**Pointing dataset records**
++++++

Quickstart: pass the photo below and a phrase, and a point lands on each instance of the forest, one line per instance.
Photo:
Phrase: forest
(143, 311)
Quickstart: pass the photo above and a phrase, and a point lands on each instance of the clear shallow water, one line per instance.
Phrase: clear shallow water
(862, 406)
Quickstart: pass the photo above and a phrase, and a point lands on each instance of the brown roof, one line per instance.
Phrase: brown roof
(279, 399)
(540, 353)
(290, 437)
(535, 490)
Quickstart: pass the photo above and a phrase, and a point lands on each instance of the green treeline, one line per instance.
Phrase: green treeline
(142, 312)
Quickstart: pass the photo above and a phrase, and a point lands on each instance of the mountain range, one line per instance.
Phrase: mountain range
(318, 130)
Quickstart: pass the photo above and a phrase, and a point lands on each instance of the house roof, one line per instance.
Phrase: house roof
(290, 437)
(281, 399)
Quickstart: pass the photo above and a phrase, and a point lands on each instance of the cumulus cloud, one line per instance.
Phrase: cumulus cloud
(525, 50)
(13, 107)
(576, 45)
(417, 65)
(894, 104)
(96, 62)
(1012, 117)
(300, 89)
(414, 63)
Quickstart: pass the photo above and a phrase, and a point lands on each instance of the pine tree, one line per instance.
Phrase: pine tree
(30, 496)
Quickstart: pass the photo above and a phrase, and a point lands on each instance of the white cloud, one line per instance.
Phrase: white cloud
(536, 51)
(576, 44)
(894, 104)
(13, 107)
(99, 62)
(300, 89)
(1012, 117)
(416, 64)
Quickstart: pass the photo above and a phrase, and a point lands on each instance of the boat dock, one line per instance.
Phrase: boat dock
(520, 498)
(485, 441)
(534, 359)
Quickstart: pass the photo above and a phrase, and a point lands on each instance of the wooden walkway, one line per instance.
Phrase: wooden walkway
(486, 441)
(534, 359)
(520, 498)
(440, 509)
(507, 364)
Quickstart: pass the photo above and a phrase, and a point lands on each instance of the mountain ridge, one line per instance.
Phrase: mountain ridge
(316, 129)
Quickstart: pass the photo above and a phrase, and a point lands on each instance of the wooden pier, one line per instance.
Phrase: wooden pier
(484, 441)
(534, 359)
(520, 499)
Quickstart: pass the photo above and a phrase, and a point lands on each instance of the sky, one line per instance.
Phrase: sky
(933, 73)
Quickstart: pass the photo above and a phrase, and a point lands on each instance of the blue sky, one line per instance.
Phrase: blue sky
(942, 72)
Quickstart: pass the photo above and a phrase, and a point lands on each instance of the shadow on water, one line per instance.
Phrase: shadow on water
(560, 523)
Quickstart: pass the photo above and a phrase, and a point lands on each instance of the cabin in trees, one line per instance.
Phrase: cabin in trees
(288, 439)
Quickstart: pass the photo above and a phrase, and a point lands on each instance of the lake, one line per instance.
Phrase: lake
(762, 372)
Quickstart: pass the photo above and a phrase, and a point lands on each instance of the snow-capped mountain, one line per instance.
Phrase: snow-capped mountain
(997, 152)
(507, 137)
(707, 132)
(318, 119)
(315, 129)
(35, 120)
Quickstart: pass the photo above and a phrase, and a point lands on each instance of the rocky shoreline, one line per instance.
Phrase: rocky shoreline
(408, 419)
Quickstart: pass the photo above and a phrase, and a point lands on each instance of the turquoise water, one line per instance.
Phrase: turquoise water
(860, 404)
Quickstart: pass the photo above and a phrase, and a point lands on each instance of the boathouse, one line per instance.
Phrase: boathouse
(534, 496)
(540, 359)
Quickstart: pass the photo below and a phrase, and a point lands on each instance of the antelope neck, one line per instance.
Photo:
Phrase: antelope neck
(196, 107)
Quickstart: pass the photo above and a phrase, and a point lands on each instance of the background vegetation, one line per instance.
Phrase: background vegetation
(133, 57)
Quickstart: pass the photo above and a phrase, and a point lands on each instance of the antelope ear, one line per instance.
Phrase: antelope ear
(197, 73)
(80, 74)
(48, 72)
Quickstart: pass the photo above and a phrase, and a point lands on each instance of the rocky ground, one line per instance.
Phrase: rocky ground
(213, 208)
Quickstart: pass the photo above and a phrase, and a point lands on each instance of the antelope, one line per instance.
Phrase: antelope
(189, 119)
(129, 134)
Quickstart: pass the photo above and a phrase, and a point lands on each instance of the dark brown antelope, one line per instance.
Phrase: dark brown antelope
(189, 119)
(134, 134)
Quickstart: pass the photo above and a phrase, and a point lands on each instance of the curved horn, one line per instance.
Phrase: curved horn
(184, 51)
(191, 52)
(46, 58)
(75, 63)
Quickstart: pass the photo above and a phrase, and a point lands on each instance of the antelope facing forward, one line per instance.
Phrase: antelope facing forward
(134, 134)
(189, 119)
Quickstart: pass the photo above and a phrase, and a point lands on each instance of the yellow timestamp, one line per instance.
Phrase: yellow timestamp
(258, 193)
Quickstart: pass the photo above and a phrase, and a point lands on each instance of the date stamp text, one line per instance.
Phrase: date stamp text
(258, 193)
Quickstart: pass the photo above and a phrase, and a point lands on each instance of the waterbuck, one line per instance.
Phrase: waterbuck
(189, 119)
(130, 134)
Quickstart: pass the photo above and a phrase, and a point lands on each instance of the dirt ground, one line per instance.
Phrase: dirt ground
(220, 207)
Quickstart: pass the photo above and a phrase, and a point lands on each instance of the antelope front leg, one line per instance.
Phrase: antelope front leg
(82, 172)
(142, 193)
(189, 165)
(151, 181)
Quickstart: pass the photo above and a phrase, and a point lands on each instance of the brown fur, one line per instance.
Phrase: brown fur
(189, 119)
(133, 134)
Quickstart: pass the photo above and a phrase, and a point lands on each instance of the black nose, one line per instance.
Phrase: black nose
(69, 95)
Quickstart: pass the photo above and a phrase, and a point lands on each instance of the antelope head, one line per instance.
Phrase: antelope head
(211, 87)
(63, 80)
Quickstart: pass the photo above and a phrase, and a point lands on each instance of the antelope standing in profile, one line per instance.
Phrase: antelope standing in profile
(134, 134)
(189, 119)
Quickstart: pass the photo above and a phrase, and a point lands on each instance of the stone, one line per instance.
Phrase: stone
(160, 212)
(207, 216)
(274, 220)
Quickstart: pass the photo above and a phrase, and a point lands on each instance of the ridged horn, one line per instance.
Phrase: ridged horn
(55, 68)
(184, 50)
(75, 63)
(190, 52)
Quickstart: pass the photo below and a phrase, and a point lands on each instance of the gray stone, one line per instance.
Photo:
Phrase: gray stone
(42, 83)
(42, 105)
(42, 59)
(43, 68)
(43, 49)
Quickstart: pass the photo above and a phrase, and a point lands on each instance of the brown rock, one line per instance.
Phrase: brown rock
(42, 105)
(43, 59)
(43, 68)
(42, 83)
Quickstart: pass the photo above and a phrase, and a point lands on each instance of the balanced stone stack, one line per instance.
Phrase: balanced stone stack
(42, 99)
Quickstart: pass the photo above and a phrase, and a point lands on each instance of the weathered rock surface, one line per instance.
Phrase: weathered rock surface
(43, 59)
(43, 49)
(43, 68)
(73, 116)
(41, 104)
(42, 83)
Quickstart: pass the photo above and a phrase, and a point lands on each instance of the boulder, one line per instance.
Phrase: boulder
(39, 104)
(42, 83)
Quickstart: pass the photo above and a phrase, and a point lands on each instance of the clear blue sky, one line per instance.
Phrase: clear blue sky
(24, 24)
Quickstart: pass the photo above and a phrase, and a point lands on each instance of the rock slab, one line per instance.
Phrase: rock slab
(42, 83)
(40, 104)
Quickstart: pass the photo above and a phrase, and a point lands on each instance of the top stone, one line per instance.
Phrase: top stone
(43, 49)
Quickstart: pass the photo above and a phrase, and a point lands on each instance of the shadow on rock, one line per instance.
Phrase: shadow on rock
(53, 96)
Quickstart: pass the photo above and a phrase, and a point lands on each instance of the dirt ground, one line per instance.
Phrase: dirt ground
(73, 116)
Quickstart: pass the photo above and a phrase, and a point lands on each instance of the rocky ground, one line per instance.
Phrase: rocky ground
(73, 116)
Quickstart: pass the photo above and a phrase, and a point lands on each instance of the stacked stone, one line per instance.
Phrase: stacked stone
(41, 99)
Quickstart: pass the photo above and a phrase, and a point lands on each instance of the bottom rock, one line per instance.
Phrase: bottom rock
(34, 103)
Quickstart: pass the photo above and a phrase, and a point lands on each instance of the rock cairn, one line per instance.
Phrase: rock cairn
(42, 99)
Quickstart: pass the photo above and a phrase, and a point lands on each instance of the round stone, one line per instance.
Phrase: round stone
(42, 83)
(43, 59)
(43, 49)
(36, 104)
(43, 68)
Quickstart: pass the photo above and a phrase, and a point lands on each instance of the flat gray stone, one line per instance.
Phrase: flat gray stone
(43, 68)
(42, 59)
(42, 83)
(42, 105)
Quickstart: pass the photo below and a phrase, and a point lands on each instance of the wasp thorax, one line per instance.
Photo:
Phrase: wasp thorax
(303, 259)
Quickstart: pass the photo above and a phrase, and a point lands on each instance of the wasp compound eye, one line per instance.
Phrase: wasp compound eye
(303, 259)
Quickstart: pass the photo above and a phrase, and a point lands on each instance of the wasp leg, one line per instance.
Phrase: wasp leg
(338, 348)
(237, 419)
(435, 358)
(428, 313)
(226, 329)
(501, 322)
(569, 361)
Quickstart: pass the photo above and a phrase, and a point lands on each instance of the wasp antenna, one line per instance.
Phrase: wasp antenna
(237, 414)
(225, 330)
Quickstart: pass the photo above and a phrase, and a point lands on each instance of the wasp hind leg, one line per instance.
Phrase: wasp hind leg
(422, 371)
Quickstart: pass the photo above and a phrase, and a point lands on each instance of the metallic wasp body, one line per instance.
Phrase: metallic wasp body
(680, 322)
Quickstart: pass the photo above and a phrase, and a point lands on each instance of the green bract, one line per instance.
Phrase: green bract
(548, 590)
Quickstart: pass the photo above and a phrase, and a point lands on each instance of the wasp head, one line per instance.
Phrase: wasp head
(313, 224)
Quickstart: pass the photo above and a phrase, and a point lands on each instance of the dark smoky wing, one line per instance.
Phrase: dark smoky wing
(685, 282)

++++++

**WHAT IS NEEDED**
Produce an exact copy of the lines from the one containing "hind leg, one line per instance." through the last line, and of nothing else.

**RESULT**
Quickstart: pass the photo above and a phrase, and a point lands on each instance of the wasp hind leg, one line per instance.
Phrase: wasp hind leg
(422, 371)
Quickstart: pass the photo above and a phrase, and a point lands on each instance of the metallic wasp body, one line per instance.
Phrase: metallic wasp body
(680, 322)
Quickstart: pass the photo above and a phrase, and a point lands on each instance of the green bract, one line per instance.
Phrase: green bract
(548, 590)
Quickstart: pass the photo above and a phrase, and a point lands on each instance of the wasp head, one line per instance.
Phrase: wasp head
(313, 224)
Quickstart: pass the photo above and a phrase, and a point lands on each instance of the dark smoky wing, one line per instance.
Phrase: dark smoky wing
(685, 282)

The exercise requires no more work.